THE PROBLEM
How many lines of the records contain the string "brown"? Case counts; give only the number.

━━━ INFORMATION PROVIDED

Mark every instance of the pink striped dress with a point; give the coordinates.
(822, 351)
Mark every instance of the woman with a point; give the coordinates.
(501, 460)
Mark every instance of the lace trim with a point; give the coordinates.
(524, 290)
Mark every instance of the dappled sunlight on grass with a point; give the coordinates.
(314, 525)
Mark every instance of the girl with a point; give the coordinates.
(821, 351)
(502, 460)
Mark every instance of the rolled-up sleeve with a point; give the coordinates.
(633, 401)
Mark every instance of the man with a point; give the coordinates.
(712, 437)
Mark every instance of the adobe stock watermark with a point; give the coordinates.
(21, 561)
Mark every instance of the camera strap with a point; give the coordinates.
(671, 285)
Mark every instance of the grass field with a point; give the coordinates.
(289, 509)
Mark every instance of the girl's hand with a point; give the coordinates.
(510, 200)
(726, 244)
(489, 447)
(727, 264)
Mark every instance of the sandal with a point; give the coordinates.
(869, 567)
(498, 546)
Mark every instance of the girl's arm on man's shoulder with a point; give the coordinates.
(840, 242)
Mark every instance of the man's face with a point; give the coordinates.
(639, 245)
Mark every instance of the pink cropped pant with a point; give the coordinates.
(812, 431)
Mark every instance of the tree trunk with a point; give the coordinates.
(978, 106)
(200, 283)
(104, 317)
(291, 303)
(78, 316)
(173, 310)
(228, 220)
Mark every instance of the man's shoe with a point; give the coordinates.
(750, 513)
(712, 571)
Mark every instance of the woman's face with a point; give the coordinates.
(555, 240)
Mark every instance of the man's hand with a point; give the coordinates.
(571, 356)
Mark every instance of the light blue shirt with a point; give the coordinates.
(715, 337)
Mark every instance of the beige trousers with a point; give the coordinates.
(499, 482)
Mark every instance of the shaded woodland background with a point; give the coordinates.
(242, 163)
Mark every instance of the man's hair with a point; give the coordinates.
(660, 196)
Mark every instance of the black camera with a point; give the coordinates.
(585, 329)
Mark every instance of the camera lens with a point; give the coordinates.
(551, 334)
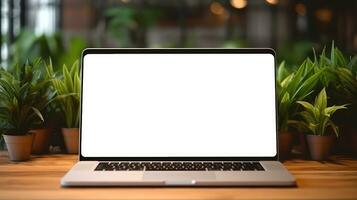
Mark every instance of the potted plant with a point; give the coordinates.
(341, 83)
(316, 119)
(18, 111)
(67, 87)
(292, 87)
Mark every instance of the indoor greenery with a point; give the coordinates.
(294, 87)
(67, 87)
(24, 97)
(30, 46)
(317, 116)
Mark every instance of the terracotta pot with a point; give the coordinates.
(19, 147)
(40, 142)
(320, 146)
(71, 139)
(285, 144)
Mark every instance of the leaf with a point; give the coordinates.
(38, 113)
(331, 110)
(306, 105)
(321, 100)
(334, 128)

━━━━━━
━━━ INFORMATION PROVIDED

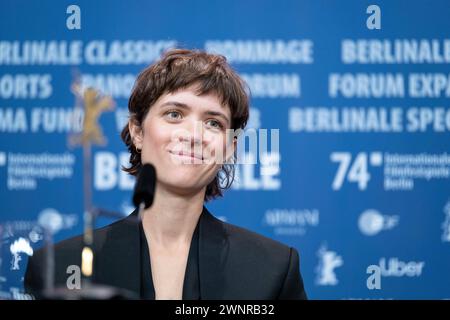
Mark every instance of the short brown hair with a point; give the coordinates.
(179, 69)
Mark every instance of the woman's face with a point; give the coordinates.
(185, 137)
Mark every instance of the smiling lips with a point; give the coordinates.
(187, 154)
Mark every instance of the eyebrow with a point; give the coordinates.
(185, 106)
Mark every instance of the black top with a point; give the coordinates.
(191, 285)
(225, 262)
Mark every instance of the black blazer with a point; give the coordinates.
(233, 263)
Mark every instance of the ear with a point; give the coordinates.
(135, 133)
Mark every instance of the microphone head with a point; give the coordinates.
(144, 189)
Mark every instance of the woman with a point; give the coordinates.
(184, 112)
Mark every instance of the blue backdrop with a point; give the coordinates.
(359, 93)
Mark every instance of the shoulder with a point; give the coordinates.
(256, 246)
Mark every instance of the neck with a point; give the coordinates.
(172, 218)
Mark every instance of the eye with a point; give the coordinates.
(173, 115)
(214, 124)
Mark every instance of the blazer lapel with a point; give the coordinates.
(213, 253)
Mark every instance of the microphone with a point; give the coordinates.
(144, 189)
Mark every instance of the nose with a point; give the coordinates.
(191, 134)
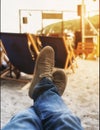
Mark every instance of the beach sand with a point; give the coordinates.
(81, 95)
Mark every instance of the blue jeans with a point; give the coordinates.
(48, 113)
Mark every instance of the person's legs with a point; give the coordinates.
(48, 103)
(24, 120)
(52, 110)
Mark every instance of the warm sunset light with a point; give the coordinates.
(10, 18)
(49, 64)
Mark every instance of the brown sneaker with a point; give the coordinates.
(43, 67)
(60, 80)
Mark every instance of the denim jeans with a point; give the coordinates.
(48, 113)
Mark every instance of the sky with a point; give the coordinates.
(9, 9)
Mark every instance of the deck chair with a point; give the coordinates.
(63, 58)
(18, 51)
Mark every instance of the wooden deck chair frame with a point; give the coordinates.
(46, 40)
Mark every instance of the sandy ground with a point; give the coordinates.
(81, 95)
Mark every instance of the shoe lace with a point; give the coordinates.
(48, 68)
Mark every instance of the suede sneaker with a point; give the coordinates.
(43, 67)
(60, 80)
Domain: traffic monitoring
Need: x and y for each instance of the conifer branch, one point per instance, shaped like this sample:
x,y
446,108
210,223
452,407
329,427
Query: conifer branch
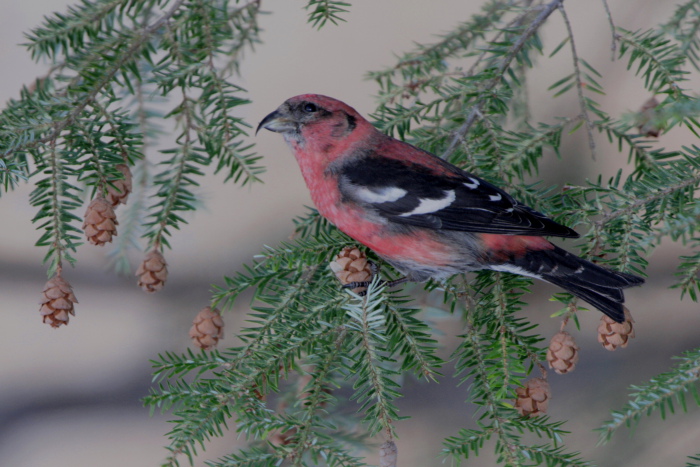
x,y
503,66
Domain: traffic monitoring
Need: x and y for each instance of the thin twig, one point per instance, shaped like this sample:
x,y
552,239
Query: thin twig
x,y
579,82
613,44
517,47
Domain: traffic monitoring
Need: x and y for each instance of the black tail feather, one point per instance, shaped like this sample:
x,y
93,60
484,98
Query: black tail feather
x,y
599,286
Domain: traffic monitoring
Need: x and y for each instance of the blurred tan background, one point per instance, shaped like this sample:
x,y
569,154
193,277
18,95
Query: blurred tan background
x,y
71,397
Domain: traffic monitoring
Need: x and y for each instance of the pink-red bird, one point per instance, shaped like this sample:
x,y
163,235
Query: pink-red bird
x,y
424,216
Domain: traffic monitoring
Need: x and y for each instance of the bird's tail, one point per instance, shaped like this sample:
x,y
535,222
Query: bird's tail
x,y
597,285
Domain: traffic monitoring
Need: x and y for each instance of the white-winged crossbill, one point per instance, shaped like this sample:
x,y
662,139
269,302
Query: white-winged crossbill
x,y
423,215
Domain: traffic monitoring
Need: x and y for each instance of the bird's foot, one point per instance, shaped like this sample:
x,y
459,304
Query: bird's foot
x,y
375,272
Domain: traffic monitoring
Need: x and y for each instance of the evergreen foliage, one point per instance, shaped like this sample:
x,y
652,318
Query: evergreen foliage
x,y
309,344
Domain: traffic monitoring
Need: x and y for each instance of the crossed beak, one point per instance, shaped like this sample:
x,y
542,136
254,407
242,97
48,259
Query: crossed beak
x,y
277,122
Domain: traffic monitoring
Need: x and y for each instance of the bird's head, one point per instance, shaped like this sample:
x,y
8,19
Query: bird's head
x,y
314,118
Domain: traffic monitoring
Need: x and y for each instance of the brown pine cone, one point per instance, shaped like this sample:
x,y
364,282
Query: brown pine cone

━━━━━━

RESULT
4